TEXTABSCHNITT:
—————

Peter
Goesmann ist Mitte Juli 2014 verstorben. „Für uns ist es im Moment noch
zu schmerzhaft, ihn jetzt schon zu ersetzen“, schreibt van der Meijden
weiter. Und so wurde eine zweiteilige Lösung gefunden. Zum einen
kündigen oftmals Artisten die auf ihre Nummer folgenden Kollegen an.
Zum anderen ertönt die Stimme eines Radiomoderators, welcher
Darbietungen ankündigt und auf besondere Tricks hinweist. Sicher nicht
optimal, da so der Charakter einer Leistungsschau verstärkt wird. Unter
den gegebenen Umständen aber eine sinnvolle Variante. Dafür, dass der
aktuelle Weltweihnachtscircus nicht zu einer seelenlosen Veranstaltung
der circensischen Rekorde wird, sorgt wiederum die wohldosierte
Mischung aus Höchstleistungen, charmanten kleineren Darbietungen,
witziger Clownerie und herrlichen Tierdressuren.

—————

Datenzeilen:
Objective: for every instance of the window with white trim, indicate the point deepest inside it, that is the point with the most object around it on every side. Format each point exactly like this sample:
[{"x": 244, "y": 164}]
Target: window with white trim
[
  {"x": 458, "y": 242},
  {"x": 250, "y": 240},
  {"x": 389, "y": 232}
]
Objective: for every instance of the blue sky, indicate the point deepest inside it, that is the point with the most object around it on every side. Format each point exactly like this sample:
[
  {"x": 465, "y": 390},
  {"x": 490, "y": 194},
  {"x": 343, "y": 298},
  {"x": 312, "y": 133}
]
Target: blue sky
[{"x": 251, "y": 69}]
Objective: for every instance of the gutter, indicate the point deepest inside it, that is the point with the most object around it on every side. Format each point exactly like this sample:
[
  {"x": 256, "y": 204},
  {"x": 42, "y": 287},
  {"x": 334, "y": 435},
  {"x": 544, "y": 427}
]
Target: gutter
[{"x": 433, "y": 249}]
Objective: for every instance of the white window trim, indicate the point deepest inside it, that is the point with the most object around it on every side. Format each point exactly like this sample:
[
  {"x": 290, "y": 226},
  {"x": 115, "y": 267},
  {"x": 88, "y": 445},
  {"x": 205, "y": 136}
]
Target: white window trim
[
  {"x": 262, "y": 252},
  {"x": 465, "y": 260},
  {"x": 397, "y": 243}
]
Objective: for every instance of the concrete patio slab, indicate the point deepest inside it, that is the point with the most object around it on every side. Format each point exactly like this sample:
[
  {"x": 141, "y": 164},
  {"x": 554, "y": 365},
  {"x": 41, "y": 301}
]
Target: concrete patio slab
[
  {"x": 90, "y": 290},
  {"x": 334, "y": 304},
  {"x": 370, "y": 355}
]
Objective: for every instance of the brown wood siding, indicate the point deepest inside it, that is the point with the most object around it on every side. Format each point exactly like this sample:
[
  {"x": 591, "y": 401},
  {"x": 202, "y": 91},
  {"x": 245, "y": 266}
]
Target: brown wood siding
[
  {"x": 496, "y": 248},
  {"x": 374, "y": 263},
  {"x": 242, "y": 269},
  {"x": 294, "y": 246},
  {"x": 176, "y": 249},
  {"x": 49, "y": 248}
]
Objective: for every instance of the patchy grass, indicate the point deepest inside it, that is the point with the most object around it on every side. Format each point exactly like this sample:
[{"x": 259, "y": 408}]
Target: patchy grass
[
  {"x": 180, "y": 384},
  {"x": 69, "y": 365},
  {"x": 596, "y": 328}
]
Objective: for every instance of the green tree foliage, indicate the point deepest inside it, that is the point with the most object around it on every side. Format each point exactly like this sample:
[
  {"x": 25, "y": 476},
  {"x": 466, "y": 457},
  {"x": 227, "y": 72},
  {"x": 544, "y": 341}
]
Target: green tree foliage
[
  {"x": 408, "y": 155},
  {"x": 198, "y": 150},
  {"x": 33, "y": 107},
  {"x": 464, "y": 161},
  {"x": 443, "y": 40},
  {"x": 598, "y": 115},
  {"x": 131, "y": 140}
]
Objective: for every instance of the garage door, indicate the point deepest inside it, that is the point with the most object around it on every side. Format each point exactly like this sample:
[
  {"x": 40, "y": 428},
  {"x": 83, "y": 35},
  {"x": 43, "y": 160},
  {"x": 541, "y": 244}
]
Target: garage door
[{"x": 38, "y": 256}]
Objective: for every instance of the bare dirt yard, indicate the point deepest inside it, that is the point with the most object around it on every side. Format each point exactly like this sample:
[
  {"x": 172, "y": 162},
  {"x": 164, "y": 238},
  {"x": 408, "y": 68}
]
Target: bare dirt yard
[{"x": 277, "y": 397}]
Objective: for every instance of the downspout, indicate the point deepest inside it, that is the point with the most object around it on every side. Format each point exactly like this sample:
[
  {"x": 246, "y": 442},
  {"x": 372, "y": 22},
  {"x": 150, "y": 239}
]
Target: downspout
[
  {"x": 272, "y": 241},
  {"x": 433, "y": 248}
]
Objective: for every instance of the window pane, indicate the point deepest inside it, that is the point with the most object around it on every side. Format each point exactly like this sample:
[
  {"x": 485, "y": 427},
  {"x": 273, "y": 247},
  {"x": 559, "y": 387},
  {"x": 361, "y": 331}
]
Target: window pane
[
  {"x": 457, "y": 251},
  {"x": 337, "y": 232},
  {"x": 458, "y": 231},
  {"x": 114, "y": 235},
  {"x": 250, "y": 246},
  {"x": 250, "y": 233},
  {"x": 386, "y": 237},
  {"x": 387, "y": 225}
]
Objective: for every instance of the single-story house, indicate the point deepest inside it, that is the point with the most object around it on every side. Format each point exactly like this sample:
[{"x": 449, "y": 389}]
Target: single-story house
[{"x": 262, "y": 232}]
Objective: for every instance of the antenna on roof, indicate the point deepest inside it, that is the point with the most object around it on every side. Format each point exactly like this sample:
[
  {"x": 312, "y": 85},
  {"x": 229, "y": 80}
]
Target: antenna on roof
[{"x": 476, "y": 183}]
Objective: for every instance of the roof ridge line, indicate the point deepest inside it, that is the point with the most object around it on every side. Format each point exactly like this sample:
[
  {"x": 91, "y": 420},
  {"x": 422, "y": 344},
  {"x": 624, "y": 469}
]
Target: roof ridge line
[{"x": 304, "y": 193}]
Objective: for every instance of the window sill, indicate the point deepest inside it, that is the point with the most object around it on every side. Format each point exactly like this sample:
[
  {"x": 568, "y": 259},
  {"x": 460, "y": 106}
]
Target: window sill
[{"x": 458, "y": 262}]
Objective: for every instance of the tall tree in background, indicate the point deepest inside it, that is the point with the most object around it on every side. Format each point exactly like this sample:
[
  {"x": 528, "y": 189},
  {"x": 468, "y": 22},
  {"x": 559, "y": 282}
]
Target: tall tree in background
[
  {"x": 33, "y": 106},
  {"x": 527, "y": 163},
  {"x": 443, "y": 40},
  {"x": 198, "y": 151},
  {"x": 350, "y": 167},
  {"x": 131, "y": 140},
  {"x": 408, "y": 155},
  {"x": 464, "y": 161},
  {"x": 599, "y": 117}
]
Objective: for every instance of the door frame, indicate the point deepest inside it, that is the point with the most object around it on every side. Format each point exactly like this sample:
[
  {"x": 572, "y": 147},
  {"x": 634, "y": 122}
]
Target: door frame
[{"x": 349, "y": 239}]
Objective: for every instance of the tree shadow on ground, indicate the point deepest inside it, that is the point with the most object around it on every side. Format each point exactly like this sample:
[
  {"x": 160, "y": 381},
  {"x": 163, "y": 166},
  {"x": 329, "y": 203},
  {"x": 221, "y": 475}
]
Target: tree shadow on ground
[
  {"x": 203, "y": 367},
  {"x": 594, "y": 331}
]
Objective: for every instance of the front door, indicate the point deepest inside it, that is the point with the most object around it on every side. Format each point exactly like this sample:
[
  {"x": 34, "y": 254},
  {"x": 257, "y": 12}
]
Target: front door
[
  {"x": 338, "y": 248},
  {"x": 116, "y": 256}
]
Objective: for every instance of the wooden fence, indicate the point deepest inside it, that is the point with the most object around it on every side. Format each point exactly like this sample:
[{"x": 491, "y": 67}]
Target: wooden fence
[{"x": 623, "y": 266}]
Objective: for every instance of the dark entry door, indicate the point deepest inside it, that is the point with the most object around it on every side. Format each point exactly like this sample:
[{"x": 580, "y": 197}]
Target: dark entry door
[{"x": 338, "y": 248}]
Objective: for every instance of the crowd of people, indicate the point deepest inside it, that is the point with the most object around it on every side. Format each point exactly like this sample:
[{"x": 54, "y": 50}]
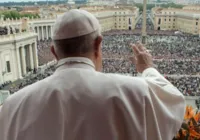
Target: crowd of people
[
  {"x": 44, "y": 51},
  {"x": 174, "y": 55}
]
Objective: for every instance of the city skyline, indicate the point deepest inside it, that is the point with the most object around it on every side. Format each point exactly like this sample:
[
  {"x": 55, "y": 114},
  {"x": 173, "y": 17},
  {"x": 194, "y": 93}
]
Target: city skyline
[{"x": 24, "y": 0}]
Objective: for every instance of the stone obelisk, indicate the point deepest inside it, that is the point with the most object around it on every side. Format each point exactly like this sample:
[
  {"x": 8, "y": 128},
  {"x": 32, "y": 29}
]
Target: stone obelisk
[{"x": 144, "y": 17}]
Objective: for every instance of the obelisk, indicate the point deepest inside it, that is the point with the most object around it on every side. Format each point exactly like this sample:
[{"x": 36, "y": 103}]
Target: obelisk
[{"x": 144, "y": 16}]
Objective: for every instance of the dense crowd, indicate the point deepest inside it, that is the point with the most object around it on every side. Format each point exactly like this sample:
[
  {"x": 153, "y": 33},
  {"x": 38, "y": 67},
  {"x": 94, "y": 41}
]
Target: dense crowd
[
  {"x": 174, "y": 56},
  {"x": 44, "y": 52}
]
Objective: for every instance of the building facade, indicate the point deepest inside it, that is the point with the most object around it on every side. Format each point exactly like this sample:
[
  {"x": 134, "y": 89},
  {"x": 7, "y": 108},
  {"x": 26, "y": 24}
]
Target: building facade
[
  {"x": 18, "y": 51},
  {"x": 185, "y": 20}
]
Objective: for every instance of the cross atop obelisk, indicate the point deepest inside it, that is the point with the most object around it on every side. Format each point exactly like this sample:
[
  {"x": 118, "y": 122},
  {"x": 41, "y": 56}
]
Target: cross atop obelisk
[{"x": 144, "y": 17}]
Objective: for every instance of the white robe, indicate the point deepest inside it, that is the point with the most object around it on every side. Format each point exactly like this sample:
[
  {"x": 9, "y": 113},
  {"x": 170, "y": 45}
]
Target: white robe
[{"x": 78, "y": 103}]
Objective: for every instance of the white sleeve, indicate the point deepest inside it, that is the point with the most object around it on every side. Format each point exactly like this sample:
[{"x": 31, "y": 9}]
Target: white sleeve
[{"x": 166, "y": 101}]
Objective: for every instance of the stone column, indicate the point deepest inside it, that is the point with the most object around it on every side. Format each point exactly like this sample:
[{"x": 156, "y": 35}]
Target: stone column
[
  {"x": 19, "y": 65},
  {"x": 144, "y": 21},
  {"x": 1, "y": 71},
  {"x": 31, "y": 56},
  {"x": 51, "y": 31},
  {"x": 38, "y": 32},
  {"x": 23, "y": 60},
  {"x": 35, "y": 56},
  {"x": 42, "y": 28},
  {"x": 47, "y": 33}
]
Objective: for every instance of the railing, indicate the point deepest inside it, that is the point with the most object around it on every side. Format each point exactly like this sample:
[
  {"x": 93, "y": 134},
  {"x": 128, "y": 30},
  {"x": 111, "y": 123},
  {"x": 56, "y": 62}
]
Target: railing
[
  {"x": 4, "y": 94},
  {"x": 11, "y": 37}
]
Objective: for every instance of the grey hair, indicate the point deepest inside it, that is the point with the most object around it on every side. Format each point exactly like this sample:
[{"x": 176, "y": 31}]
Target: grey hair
[{"x": 78, "y": 45}]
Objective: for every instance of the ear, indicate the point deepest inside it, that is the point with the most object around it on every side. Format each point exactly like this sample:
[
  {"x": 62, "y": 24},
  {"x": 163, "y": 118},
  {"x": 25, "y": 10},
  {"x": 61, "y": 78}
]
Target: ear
[
  {"x": 53, "y": 52},
  {"x": 97, "y": 45}
]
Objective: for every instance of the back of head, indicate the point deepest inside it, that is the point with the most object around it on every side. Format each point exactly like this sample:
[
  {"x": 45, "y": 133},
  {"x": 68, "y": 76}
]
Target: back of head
[{"x": 77, "y": 34}]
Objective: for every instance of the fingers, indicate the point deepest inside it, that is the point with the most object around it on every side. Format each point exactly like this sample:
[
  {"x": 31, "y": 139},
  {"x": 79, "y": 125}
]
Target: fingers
[
  {"x": 133, "y": 59},
  {"x": 140, "y": 46},
  {"x": 135, "y": 49}
]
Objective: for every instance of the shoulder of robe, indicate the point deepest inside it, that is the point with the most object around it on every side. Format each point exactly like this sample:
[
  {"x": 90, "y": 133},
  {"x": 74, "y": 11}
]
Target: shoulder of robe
[{"x": 27, "y": 91}]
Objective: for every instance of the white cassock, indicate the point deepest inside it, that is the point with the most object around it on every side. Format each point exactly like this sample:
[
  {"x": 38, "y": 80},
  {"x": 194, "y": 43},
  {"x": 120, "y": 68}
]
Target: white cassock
[{"x": 78, "y": 103}]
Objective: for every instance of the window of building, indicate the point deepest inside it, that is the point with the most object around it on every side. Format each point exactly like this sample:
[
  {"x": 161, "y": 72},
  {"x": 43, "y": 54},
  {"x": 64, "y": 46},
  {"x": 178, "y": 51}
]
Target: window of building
[{"x": 8, "y": 66}]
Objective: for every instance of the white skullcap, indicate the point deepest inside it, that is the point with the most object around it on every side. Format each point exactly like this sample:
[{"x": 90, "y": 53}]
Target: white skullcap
[{"x": 75, "y": 23}]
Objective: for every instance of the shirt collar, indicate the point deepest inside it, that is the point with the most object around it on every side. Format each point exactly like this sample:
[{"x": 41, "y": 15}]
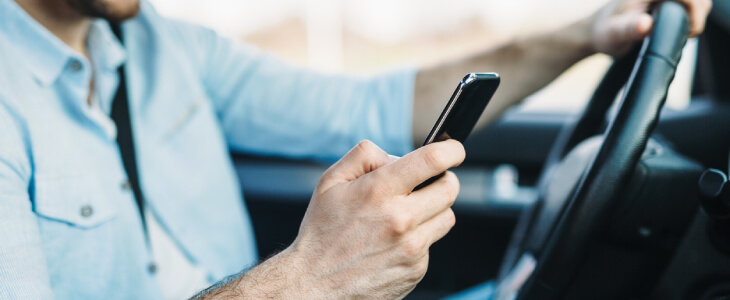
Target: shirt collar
[
  {"x": 45, "y": 54},
  {"x": 105, "y": 49}
]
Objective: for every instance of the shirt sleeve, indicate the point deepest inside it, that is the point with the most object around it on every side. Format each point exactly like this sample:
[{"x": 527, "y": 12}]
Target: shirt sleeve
[
  {"x": 272, "y": 108},
  {"x": 23, "y": 273}
]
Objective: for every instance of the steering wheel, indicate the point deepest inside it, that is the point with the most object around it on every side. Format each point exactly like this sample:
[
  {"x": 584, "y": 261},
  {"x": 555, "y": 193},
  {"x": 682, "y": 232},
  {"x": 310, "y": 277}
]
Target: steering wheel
[{"x": 581, "y": 185}]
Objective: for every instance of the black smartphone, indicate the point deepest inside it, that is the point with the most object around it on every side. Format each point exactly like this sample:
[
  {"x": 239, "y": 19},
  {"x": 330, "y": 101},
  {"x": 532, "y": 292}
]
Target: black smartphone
[{"x": 462, "y": 111}]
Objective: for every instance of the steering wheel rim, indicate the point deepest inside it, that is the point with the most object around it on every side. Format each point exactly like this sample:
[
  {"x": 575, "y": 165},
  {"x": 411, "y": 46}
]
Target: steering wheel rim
[{"x": 588, "y": 207}]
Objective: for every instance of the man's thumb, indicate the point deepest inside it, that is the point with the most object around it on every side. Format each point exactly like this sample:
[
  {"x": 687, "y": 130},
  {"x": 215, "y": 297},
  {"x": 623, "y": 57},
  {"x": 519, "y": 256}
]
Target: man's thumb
[{"x": 360, "y": 160}]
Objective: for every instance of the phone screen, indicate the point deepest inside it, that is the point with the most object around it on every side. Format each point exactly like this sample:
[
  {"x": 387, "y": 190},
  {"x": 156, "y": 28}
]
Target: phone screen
[
  {"x": 464, "y": 108},
  {"x": 462, "y": 111}
]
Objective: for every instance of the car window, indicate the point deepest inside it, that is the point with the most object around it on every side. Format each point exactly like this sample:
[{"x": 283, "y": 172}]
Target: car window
[{"x": 367, "y": 36}]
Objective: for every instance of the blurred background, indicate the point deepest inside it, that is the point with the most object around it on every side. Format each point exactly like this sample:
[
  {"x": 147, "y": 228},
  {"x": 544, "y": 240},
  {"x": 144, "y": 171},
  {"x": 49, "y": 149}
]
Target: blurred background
[{"x": 367, "y": 36}]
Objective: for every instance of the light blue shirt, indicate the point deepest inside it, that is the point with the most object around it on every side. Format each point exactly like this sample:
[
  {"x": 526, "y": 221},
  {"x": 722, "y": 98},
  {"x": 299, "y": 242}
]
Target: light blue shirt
[{"x": 68, "y": 227}]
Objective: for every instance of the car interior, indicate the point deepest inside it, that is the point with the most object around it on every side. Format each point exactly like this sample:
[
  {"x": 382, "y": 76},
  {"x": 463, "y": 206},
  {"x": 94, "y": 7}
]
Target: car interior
[{"x": 612, "y": 203}]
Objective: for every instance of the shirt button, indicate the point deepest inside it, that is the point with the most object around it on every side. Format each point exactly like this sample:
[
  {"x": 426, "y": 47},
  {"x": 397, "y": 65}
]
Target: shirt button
[
  {"x": 86, "y": 211},
  {"x": 75, "y": 65},
  {"x": 152, "y": 268},
  {"x": 127, "y": 186}
]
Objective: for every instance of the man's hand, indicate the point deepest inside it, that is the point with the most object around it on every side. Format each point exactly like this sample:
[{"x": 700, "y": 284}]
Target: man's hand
[
  {"x": 365, "y": 234},
  {"x": 619, "y": 24}
]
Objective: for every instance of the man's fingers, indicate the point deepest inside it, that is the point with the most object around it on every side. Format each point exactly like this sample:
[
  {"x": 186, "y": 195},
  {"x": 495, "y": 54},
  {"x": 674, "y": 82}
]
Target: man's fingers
[
  {"x": 360, "y": 160},
  {"x": 644, "y": 23},
  {"x": 437, "y": 227},
  {"x": 433, "y": 199},
  {"x": 401, "y": 176}
]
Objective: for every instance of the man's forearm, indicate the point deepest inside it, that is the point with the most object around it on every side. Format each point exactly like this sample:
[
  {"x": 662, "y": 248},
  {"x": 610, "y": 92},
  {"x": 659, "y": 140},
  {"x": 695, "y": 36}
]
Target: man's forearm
[
  {"x": 525, "y": 66},
  {"x": 275, "y": 278}
]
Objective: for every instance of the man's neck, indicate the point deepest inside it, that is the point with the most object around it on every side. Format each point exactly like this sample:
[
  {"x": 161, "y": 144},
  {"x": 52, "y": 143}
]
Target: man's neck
[{"x": 61, "y": 20}]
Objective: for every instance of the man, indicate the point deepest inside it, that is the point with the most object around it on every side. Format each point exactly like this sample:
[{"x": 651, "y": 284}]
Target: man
[{"x": 69, "y": 223}]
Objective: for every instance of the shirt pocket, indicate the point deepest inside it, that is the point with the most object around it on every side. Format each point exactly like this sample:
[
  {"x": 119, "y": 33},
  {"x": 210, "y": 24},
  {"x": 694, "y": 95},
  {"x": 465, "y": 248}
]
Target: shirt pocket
[
  {"x": 78, "y": 201},
  {"x": 182, "y": 118}
]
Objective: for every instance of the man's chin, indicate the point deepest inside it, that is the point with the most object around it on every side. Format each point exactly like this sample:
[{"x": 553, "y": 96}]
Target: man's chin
[{"x": 110, "y": 10}]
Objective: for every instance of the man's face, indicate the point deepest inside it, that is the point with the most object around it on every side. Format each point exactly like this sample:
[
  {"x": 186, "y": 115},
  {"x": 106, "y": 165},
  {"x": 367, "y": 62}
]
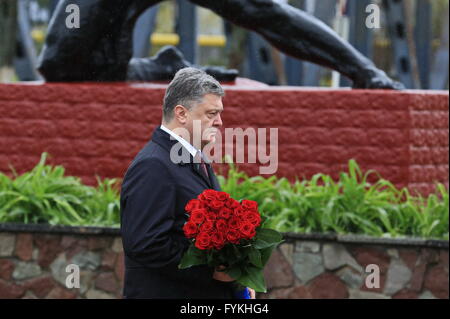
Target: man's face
[{"x": 207, "y": 113}]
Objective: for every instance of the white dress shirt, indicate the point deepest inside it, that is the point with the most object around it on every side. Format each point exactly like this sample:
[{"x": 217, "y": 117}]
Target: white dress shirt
[{"x": 183, "y": 142}]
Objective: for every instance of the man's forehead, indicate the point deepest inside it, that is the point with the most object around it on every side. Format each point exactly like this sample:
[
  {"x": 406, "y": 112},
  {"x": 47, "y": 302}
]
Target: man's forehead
[{"x": 213, "y": 102}]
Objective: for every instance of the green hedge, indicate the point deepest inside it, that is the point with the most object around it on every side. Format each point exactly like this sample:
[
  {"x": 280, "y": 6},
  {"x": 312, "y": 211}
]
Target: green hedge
[{"x": 319, "y": 205}]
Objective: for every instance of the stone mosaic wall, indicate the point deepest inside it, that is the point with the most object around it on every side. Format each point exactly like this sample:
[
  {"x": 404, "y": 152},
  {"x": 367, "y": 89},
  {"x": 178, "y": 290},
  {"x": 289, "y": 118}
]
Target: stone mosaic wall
[
  {"x": 33, "y": 265},
  {"x": 319, "y": 270}
]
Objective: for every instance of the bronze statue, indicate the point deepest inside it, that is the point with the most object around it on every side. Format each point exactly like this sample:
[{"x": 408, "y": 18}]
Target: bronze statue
[{"x": 101, "y": 49}]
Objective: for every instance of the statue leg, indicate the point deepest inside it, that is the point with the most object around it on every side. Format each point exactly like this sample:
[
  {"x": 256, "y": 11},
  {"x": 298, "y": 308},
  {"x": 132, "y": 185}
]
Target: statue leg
[
  {"x": 303, "y": 36},
  {"x": 100, "y": 49}
]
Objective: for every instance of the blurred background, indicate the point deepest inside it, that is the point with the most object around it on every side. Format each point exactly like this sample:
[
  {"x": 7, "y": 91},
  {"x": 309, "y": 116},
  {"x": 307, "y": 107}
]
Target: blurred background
[{"x": 410, "y": 44}]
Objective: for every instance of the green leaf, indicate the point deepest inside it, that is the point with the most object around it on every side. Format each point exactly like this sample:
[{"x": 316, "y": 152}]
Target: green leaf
[
  {"x": 192, "y": 257},
  {"x": 265, "y": 254},
  {"x": 266, "y": 237}
]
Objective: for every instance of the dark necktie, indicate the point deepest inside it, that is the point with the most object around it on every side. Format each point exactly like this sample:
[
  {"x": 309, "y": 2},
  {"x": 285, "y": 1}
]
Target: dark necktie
[
  {"x": 203, "y": 165},
  {"x": 198, "y": 157}
]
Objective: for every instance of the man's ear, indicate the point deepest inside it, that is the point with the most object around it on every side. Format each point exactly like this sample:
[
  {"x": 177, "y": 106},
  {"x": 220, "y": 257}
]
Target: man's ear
[{"x": 180, "y": 113}]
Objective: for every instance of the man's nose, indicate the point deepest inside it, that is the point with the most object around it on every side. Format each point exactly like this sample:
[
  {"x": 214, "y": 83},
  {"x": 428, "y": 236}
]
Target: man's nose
[{"x": 218, "y": 121}]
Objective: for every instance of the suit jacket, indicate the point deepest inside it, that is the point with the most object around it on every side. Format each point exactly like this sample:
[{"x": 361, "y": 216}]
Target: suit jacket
[{"x": 153, "y": 196}]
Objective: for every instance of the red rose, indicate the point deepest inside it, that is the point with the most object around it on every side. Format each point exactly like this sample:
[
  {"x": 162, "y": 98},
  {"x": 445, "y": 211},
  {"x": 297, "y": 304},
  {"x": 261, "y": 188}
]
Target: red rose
[
  {"x": 233, "y": 236},
  {"x": 207, "y": 226},
  {"x": 238, "y": 211},
  {"x": 218, "y": 240},
  {"x": 253, "y": 217},
  {"x": 190, "y": 229},
  {"x": 216, "y": 204},
  {"x": 221, "y": 226},
  {"x": 247, "y": 230},
  {"x": 234, "y": 222},
  {"x": 203, "y": 241},
  {"x": 210, "y": 216},
  {"x": 194, "y": 204},
  {"x": 232, "y": 203},
  {"x": 222, "y": 196},
  {"x": 249, "y": 205},
  {"x": 225, "y": 213},
  {"x": 198, "y": 216}
]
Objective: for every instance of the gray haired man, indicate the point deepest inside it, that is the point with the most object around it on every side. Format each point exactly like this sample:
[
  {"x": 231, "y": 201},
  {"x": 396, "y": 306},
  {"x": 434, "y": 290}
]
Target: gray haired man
[{"x": 156, "y": 189}]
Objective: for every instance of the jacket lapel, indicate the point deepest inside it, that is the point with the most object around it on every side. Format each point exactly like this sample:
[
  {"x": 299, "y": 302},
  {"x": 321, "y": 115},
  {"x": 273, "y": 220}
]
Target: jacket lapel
[
  {"x": 163, "y": 139},
  {"x": 197, "y": 170}
]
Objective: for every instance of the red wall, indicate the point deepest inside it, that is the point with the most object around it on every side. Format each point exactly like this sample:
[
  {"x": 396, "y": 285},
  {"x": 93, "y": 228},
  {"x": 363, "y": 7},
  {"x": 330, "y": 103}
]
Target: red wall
[{"x": 98, "y": 128}]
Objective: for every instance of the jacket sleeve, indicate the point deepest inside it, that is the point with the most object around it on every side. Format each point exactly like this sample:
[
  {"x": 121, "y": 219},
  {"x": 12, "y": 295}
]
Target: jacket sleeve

—————

AUFGABEN ZUR BEARBEITUNG:
- 1) Gib aus dem Text über den Weltweihnachtscircus alles von „Zum anderen ertönt“ bis hinunter zu „und herrlichen Tierdressuren.“ wortgetreu wieder.
- 2) Schreibe die Auflistung von der Zeile, die „Objective: for every instance of the jacket sleeve, indicate“ enthält, bis hinunter zum Ende der Auflistung als Markdown-Tabelle mit den Spalten „Nr.“ und „Zeile“ um. Leere Zeilen lässt du dabei weg.

LÖSUNGEN:
- 1)
Zum anderen ertönt die Stimme eines Radiomoderators, welcher
Darbietungen ankündigt und auf besondere Tricks hinweist. Sicher nicht
optimal, da so der Charakter einer Leistungsschau verstärkt wird. Unter
den gegebenen Umständen aber eine sinnvolle Variante. Dafür, dass der
aktuelle Weltweihnachtscircus nicht zu einer seelenlosen Veranstaltung
der circensischen Rekorde wird, sorgt wiederum die wohldosierte
Mischung aus Höchstleistungen, charmanten kleineren Darbietungen,
witziger Clownerie und herrlichen Tierdressuren.

- 2)
| Nr. | Zeile |
|---|---|
| 1 | Objective: for every instance of the jacket sleeve, indicate the point deepest inside it, that is the point with the most object around it on every side. Format each point exactly like this sample: |
| 2 | [ |
| 3 |   {"x": 121, "y": 219}, |
| 4 |   {"x": 12, "y": 295} |
| 5 | ] |
| 6 | Target: jacket sleeve |